• [Provided text]:
***

In a significant blow for the class, the Supreme Court of New South Wales has dismissed the plaintiff's claim against Volkswagen (VW) in relation to the use of Takata airbags in its cars. 

The case emphasises the need for the plaintiff in product liability claims to prove that the product was unsafe, and that they have actually suffered damage.  Justice Stevenson found that the plaintiff failed to establish:

  • any link between the propensity of the propellant to degrade and any propensity to degrade in the airbag as installed so as to cause it to explode or malfunction; and
  • that he had suffered any damage by reason of the installation of a Takata airbag in his vehicle. VW had replaced the Takata airbag without charge for a replacement airbag product.[1]

The case also is an important reminder to litigants that expert witnesses must remain independent.  The plaintiff's econometrician was criticised for becoming too closely aligned with the interests of the plaintiff and group members, ultimately becoming an advocate for the cause.  The lack of independence meant that the evidence was given no weight.

The plaintiff's claim

Section 54 of the Australian Consumer Law (ACL) provides that if a person supplies, in trade or commerce, goods to a consumer (and that supply is not by auction), there is a guarantee that the goods are of "acceptable quality".  Goods are of "acceptable quality" if they are relevantly free from defects and safe.  The test is what a reasonable consumer would regard as acceptable having regard to any relevant circumstances relating to the supply of the goods.

The plaintiff claimed damages for breach of the consumer guarantee in s54 of the ACL, alleging that his vehicle was of unacceptable quality.  The alleged defect was the use of a certain propellant in the airbag inflators which, he alleged, meant that the inflators within the airbags would have the propensity to explode or malfunction by deploying too rapidly or with excessive force.  The plaintiff claimed he was entitled to recover damages, being the difference between the price he paid for his car and the "true value" of the vehicle.[2]

Steps taken by VW to assess the risk of Takata airbags in its vehicles

VW did not manufacture the airbags.  It gave Takata specifications for the airbags and certain requirements that Takata was required to meet when designing the airbag system.  Critically, VW did not specify what propellant should be used in the airbags.  The propellant was chosen by Takata.[3]

VW installed Takata airbags with the relevant propellant in approximately 20 million Volkswagen vehicles worldwide.  The plaintiff did not adduce any evidence that any Takata airbag in any of these vehicles had mis-deployed.  The evidence was about 440,000 of the 20 million vehicles had been involved in a collision that resulted in deployment of the airbag.[4]   The plaintiff had not had any problems with the airbag in his vehicle.  There was no evidence that the airbag in his car would not have deployed as intended.[5]

VW became aware from public sources that Takata was conducting internal investigations in relation to airbags supplied to manufacturers other than VW.  VW decided to conduct its own Empirical Analysis Program (the Program) to investigate whether the propellant used in the airbags in Volkswagen vehicles constituted a safety risk.  Approximately 20,000 airbag inflators were collected from the field and from various geographical areas with different climatic conditions.  The geographic and age spread was important as the propellant degradation observed in other brands and airbags was thought to be more likely to occur in hot and humid conditions and ageing vehicles.  VW concluded from the Program that there was a systemic risk of rupture or mis-deployment of the airbags that would warrant a recall.  The Program also, however, demonstrated that Volkswagen airbag inflators were different from the inflators in the vehicles of other manufacturers in ways that might materially affect their performance.[6]

The result of the Program was the only evidence before the Court as to how the airbags were likely to perform.  The results suggested that the airbags were safe.  Importantly, Justice Stevenson observed that even if the Court had been persuaded that there was some defect or flaw in the manner in which the Program had been conducted that would warrant its results being put aside, it would not follow that the Court would conclude that there was a systemic risk of rupture or mis-deployment.  All it would mean is that the results of the Program cast no light on the relevant issues.  The plaintiff still had to prove that the airbags were unsafe.[7]

Further, the plaintiff had not adduced any evidence that any airbag had malfunctioned by reason of aggressive deployment short of rupture in any car (let alone a Volkswagen).[8]  The upshot was that there was no evidence that there was any real possibility of mis-deployment or a risk of mis-deployment that was meaningful to a consumer.  This meant that the plaintiff failed to demonstrate that his vehicle was not of acceptable quality for the purposes of s54 of the ACL.

***

• [Problem statement]: Carry the summary of the Takata airbag claim against Volkswagen forward from its final sentence. The data that comes next is separate material and has no connection to the airbag case summary.

• [Data]:
***

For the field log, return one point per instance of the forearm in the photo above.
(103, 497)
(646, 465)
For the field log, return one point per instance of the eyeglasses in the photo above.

***

• [Expected answer]:
Justice Stevenson found that the plaintiff had not established that the alleged propensity or risk:

  • had been present in any Volkswagen vehicle; or
  • would have materialised in any Volkswagen material at any identifiable point in time.[9]

Alternatively, damages were not payable because any defect was Takata's rather than VW's

The plaintiff's case still failed even if his vehicle was not of acceptable quality.  The ability to recover damages against the manufacturer of goods for breach of s54 of the ACL is subject to s271(2) of the ACL.  Section 271(2)(a) provides that damages cannot be claimed if the guarantee under s54 is not complied with only because of an act, default or omission of, or any representation made by, any person other than the manufacturer or an employee or agent of the manufacturer.  Takata was the only entity responsible for the design and manufacture of the airbag and for the decision to use the relevant propellant.  It was Takata's decision to select the propellant that could have potentially given rise to VW's breach of s54.  Liability could not extend to VW simply because it chose Takata as its airbag supplier.  The circumstances that could have potentially led VW to breach the s54 guarantee were beyond its control.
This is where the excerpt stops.